### Source ###
The Machinery of Photography

I've been noodling on Flusser's ideas of these machines, these systems, in which we are inevitably trapped; the idea that our apparently free activities are in the main merely operations in service of some notional machine, a machine contained in another machine, and so on. The machines are a little vague, but they seem to be something like society, something like culture, something like prejudices, traditions, ideas, formalities, rituals that ensnare us because we are human and social. I've forgotten enough of the details of his ideas that what I am going to say here is probably not very closely related, but I also probably stole a bunch of stuff.

Just so you know.

As an aside, it is worth noting that Flusser may well have meant to include actual machines in his net, the factories and locomotives and tools that dominate the work of so many. In today's era, those machines dominate our private lives as well in the form of smartphones, technology, web sites, gadgets, cars, electric bicycles, and the 1000s of other mechanical and electronic gadgets and widgets and apps and softwares that infest our lives.

The camera obscura came to dominate European painting, either by its literal application, or by painters mastering the general look of the thing. Tricks like single point perspective slip away, and we're left with a fairly natural perspective which, as Berger reminds us, "privileges the eye." European paintings represent the world as we see it. In the same way, the camera does the same. It does it, however, in rather more ways than merely perspective.
###
**Your objective:** In the text on the machinery of photography, what does Berger say the fairly natural perspective in European painting does? Nothing in the records is needed for this work.
### Entries supplied ###
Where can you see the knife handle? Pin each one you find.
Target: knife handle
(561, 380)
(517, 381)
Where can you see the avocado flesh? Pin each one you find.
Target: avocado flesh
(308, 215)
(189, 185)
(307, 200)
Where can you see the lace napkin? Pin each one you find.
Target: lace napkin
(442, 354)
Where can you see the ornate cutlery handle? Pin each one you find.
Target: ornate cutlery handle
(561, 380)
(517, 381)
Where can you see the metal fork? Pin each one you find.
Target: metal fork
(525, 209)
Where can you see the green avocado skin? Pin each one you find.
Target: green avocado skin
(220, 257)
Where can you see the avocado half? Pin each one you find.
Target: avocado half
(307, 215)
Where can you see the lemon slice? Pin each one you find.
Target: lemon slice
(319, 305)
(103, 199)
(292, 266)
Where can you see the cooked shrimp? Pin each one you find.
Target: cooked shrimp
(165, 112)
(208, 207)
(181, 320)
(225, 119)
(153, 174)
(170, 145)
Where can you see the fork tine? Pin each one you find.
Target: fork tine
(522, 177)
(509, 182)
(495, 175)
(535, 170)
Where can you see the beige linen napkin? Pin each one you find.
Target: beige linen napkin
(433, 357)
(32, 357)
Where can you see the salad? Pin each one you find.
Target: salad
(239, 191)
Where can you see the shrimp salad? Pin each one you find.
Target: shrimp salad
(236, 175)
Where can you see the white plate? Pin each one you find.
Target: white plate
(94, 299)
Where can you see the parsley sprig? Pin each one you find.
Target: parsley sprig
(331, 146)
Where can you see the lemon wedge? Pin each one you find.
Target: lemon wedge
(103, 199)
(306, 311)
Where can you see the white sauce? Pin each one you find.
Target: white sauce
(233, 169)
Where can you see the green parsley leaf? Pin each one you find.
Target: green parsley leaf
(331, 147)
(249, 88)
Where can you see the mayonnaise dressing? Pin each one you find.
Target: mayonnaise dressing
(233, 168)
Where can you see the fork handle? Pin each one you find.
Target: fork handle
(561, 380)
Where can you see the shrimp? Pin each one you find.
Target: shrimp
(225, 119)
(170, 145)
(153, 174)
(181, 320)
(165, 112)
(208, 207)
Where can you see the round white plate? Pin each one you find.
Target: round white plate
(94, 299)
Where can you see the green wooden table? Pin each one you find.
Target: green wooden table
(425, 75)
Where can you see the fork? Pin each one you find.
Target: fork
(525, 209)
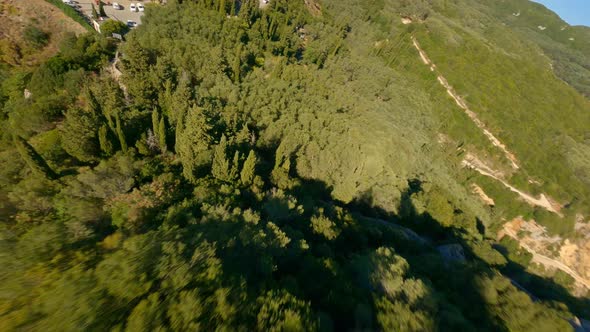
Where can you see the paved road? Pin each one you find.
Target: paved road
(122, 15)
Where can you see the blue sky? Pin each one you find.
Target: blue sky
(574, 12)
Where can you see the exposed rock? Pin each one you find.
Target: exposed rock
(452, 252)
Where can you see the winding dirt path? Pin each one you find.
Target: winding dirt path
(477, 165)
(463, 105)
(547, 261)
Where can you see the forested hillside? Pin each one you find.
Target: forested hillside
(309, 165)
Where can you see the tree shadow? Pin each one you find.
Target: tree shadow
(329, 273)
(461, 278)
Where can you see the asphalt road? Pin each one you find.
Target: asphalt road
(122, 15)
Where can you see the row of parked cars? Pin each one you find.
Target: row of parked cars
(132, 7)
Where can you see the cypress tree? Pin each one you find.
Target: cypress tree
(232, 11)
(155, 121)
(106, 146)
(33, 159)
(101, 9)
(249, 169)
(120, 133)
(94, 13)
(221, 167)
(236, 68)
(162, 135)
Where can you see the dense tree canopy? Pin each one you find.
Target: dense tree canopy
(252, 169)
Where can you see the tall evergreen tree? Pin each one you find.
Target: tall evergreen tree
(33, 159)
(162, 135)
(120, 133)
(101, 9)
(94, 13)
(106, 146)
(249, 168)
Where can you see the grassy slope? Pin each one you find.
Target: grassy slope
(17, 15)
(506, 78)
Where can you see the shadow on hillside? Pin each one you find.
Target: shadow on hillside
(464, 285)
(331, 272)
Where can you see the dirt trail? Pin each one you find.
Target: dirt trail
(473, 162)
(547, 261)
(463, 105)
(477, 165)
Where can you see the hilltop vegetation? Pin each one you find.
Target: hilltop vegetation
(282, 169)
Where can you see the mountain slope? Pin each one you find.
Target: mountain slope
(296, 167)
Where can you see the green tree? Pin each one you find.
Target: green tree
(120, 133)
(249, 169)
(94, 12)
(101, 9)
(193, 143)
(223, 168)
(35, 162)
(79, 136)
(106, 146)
###
**Written reply:** It "privileges the eye."